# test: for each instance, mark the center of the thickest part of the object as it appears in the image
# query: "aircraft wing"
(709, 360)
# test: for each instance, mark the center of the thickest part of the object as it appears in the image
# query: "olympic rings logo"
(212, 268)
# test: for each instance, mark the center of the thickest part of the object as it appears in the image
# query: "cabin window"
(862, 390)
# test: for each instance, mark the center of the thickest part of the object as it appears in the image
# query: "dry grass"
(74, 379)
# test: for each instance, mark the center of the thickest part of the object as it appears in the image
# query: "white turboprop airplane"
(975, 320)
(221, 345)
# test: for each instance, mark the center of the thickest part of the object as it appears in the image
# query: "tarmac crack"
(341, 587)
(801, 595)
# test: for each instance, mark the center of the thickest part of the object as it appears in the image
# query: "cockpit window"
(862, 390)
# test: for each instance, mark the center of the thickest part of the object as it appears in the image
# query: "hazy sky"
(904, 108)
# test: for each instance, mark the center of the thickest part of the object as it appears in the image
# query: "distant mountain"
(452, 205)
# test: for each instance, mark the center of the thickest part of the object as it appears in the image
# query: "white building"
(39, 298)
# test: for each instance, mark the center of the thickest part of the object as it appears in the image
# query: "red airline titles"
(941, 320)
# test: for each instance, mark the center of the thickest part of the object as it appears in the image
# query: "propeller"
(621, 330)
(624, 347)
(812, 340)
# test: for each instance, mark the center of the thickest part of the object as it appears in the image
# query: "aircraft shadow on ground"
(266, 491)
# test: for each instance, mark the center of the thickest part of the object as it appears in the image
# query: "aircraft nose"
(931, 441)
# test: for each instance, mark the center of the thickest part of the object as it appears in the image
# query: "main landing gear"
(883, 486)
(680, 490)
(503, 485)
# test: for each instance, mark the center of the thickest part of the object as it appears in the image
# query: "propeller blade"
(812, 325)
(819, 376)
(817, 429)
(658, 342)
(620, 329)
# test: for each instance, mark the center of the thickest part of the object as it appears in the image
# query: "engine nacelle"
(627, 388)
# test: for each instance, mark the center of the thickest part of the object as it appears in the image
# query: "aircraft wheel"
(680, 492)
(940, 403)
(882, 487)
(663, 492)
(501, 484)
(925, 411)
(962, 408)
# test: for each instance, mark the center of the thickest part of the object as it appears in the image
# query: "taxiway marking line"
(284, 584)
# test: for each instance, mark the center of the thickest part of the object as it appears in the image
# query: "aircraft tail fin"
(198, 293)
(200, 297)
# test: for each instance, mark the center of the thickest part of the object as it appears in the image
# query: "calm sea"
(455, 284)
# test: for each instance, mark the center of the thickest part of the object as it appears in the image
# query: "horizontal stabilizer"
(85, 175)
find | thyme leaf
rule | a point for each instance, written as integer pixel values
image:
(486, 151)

--

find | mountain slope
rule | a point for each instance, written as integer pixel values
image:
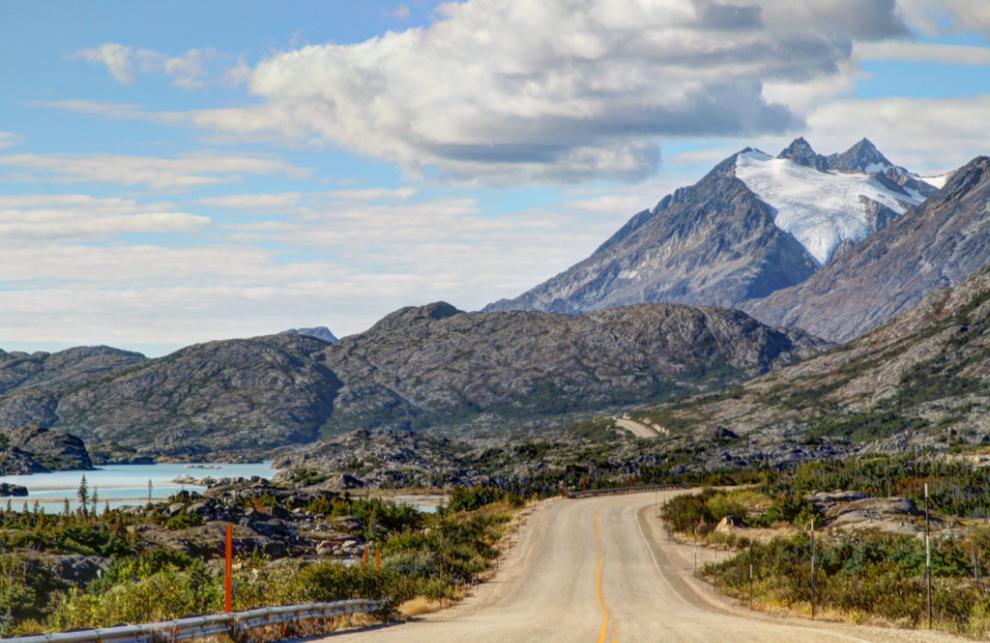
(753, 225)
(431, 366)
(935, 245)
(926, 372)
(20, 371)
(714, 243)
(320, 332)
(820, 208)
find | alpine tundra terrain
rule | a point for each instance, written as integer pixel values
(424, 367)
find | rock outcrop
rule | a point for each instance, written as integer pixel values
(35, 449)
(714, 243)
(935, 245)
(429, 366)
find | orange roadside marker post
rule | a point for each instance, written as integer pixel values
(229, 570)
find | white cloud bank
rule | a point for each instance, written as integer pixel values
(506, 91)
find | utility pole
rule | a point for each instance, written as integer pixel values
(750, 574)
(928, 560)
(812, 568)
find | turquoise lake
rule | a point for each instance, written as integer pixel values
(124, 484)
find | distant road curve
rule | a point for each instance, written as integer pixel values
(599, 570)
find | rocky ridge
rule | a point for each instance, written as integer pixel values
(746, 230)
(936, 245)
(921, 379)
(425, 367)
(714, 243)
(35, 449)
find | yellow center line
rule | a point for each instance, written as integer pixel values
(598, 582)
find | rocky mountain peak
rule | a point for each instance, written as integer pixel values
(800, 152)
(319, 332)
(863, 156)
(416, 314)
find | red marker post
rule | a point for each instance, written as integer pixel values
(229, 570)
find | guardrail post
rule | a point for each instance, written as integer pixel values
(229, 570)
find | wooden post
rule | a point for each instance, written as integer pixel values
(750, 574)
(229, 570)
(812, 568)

● Work to do
Pull out every line above that contains the string "window". Letter case counts.

● Answer for the task
# query: "cabin window"
# query: "cockpit window"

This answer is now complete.